* TAREFA PROPOSTA 1
Segundo o texto sobre o princípio da prevenção, por que a missão do Poder Público no cenário brasileiro deve assumir feição notadamente preventiva? Responda em uma a três frases.
* TAREFA PROPOSTA 2
Dê seguimento ao texto sobre o princípio da prevenção a partir da última frase apresentada.

* BLOCO DE TEXTO
=====

Aliás, na esteira do precedente tedesco, a missão do Poder Público no cenário brasileiro deve assumir feição notadamente preventiva, de modo justamente a evitar dano ou risco de dano aos valores constitucionais em questão: vida (integridade física), meio ambiente e/ou direito à moradia. Exemplos em passado não distante tornam evidente a necessidade de ação acautelatória e fiscalizatória por parte dos entes estatais, visando a impedir a ocupação ilegal e, se já promovida, a impedir que danos pessoais ou ambientais sejam concretizados ou assumam proporções indesejáveis – tudo sem olvidar de medidas compensatórias para salvaguardar o direito à moradia em zonas seguras.

Neste particular, imprescindível o magistério do Professor Juarez Freitas,(14) ao vincular o princípio da prevenção ao dever de agir do Estado:

“O princípio da prevenção, no Direito Administrativo, estatui que a administração pública, ou quem faça as suas vezes, na certeza de que determinada atividade implicará dano injusto, se encontra na obrigação de evitá-lo, desde que no rol de suas atribuições competenciais e possibilidades orçamentárias. Quer dizer, tem o dever incontornável de agir preventivamente, não podendo invocar juízos de conveniência ou de oportunidade, nos termos das concepções de outrora acerca da discricionariedade administrativa. (...) há certeza suficiente de que determinado prejuízo ocorrerá se a rede de causalidade não for tempestivamente interrompida. (...) Eis – sem tirar nem acrescentar – o princípio da prevenção, nos seus elementos de fundo: (a) altíssima e intensa probabilidade (certeza) de dano especial e anômalo; (b) atribuição e possibilidade de o Poder Público evitá-lo; e (c) o ônus estatal de produzir a prova da excludente da reserva do possível ou outra excludente da causalidade, no caso da configuração do evento danoso.”

=====

* MATERIAL FORNECIDO
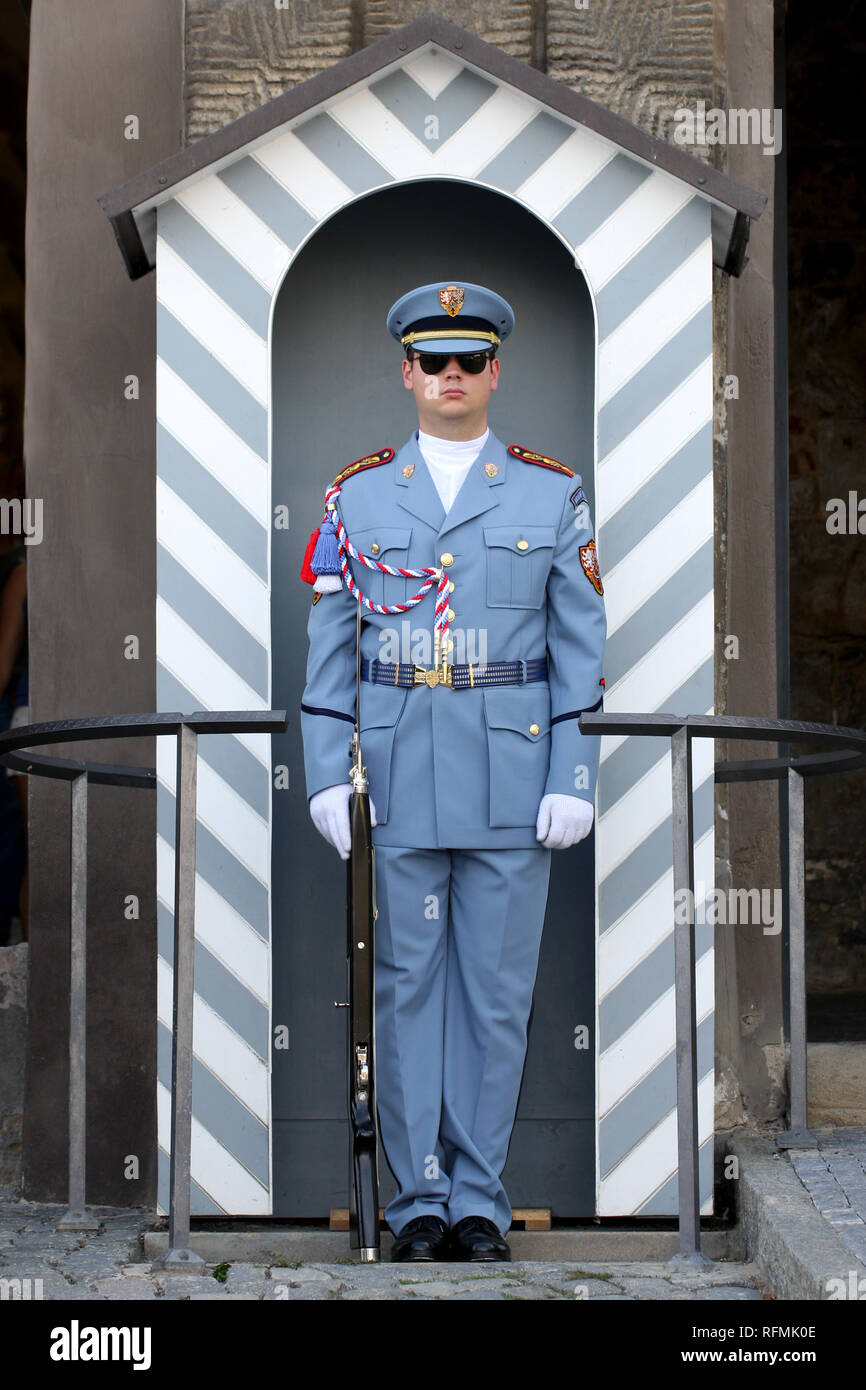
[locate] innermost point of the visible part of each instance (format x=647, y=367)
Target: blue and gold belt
x=406, y=674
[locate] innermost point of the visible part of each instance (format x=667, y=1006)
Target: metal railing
x=847, y=752
x=186, y=729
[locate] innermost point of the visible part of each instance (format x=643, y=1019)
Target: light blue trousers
x=456, y=952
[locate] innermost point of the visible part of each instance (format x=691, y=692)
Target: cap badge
x=452, y=298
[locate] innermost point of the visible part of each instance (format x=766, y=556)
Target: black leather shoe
x=423, y=1239
x=476, y=1237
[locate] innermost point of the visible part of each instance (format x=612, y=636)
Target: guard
x=483, y=638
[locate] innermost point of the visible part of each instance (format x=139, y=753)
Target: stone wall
x=827, y=459
x=637, y=57
x=13, y=1051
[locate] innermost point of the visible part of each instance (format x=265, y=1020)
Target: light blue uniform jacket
x=462, y=767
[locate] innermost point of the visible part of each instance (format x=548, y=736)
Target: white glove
x=330, y=812
x=563, y=820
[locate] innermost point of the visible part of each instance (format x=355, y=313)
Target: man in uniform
x=469, y=717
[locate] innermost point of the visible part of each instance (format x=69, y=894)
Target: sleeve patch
x=591, y=567
x=541, y=459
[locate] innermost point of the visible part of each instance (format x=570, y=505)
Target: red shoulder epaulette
x=530, y=456
x=370, y=460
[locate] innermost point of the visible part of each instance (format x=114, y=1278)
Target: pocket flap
x=381, y=705
x=520, y=540
x=519, y=708
x=387, y=538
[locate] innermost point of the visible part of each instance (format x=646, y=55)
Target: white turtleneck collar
x=449, y=462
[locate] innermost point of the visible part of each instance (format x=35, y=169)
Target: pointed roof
x=131, y=206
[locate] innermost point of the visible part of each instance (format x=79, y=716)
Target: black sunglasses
x=434, y=362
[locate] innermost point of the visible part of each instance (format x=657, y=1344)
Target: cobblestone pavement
x=109, y=1265
x=834, y=1175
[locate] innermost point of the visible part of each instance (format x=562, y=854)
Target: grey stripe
x=209, y=499
x=635, y=756
x=341, y=153
x=672, y=245
x=224, y=752
x=221, y=1114
x=655, y=381
x=268, y=200
x=526, y=152
x=214, y=266
x=214, y=624
x=654, y=501
x=602, y=195
x=666, y=1200
x=660, y=613
x=211, y=381
x=218, y=987
x=218, y=866
x=630, y=880
x=455, y=104
x=648, y=1102
x=199, y=1201
x=645, y=984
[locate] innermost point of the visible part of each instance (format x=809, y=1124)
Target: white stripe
x=243, y=235
x=213, y=1168
x=647, y=923
x=228, y=818
x=562, y=177
x=659, y=435
x=634, y=223
x=433, y=70
x=384, y=136
x=211, y=323
x=659, y=555
x=193, y=662
x=669, y=665
x=218, y=1047
x=225, y=934
x=640, y=1050
x=209, y=439
x=654, y=323
x=303, y=175
x=211, y=562
x=485, y=134
x=644, y=808
x=651, y=1162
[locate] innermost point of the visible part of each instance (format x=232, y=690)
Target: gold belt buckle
x=435, y=676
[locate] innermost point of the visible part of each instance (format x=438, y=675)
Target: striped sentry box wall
x=642, y=239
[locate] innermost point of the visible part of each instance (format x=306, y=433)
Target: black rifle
x=362, y=912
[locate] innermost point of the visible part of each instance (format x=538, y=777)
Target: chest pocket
x=519, y=560
x=389, y=545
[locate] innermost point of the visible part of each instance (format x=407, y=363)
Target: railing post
x=799, y=1133
x=688, y=1184
x=77, y=1215
x=180, y=1257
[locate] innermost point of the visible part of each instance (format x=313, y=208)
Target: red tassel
x=306, y=573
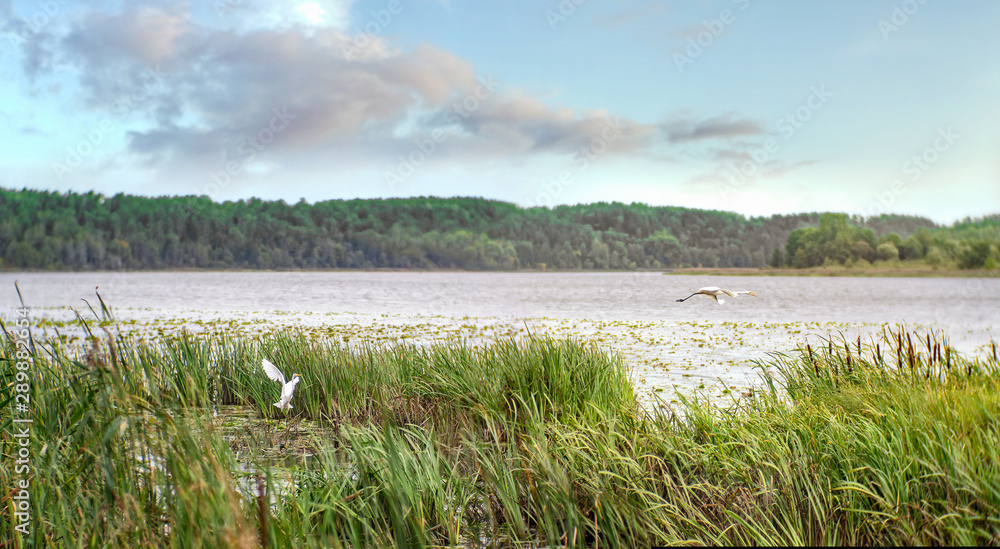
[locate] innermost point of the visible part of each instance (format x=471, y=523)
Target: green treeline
x=969, y=244
x=73, y=231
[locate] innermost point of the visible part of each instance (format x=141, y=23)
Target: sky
x=857, y=106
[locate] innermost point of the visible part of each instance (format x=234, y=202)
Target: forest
x=71, y=231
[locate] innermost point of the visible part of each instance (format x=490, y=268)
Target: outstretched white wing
x=273, y=372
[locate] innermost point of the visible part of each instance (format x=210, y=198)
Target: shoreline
x=872, y=272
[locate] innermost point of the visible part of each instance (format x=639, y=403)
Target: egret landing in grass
x=287, y=388
x=714, y=292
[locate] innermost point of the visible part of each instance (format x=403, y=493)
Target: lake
x=696, y=345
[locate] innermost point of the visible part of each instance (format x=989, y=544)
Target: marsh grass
x=532, y=442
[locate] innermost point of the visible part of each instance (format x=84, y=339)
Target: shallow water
x=694, y=346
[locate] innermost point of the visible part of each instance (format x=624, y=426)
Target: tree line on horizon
x=84, y=231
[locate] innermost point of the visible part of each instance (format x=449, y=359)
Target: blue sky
x=741, y=105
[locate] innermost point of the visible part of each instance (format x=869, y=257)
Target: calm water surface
x=668, y=344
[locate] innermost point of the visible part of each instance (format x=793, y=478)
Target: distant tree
x=887, y=251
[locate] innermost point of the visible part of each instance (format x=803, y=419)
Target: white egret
x=714, y=292
x=287, y=388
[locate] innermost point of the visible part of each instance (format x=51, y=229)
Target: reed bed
x=532, y=442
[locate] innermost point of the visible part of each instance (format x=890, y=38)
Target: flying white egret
x=287, y=388
x=714, y=292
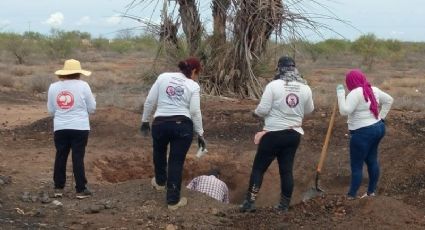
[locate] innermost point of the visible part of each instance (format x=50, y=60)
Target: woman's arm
x=195, y=111
x=266, y=102
x=150, y=102
x=89, y=98
x=386, y=101
x=348, y=104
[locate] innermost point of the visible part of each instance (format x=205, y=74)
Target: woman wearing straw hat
x=70, y=101
x=176, y=98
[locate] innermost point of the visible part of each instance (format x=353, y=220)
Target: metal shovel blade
x=314, y=191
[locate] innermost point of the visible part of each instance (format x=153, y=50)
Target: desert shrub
x=62, y=44
x=121, y=46
x=20, y=47
x=369, y=48
x=146, y=43
x=6, y=81
x=21, y=71
x=101, y=44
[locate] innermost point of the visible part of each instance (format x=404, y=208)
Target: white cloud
x=114, y=20
x=84, y=21
x=4, y=23
x=55, y=19
x=397, y=33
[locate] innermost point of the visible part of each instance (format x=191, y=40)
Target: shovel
x=316, y=190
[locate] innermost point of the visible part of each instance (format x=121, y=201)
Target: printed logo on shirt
x=171, y=91
x=65, y=100
x=179, y=90
x=292, y=100
x=174, y=91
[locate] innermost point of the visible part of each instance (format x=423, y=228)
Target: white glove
x=340, y=91
x=201, y=152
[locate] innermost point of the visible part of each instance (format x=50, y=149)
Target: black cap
x=286, y=61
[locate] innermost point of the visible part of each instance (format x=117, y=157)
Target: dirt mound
x=119, y=167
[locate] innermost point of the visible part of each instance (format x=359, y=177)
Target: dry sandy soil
x=119, y=166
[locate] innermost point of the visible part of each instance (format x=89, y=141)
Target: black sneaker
x=247, y=206
x=84, y=194
x=58, y=192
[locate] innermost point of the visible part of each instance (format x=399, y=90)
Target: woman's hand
x=201, y=143
x=145, y=128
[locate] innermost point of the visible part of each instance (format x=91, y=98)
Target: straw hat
x=72, y=66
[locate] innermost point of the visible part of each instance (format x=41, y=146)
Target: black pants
x=178, y=134
x=281, y=145
x=65, y=140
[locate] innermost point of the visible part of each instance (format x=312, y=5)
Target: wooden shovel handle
x=328, y=136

=====

* RESPOSTA 1
A missão do Poder Público deve ser preventiva para evitar dano ou risco de dano aos valores constitucionais em questão: a vida (integridade física), o meio ambiente e/ou o direito à moradia.

* RESPOSTA 2
Assim, ainda que a remoção compulsória (promovida administrativamente ou, em caso de resistência, na via judicial) seja traumática, impende ao Poder Público conferir maior âmbito de proteção ao direito à vida e ao meio ambiente equilibrado, em face do potencial risco de permanência das populações nas áreas afetadas. Como não poderia deixar de ser, a vida é bem supremo e pressuposto para o exercício do direito à moradia – bem como dos demais direitos fundamentais –, e não o inverso.(15)

E, em último caso, mesmo que se entenda como discricionário o agir da Administração na adoção de medidas necessárias à salvaguarda dos indivíduos que tenham fixado moradia em locais de risco, a noção hodierna de discricionariedade guarda estreita vinculação com os princípios fundamentais (art. 37 da CF/88).(16) Por essa razão, também sob esse aspecto resta impositiva a atuação estatal eficiente no sentido de promover a vida, a integridade física das pessoas e a preservação do meio ambiente, constituindo-se esses valores em diretivas para o desempenho da atividade administrativa.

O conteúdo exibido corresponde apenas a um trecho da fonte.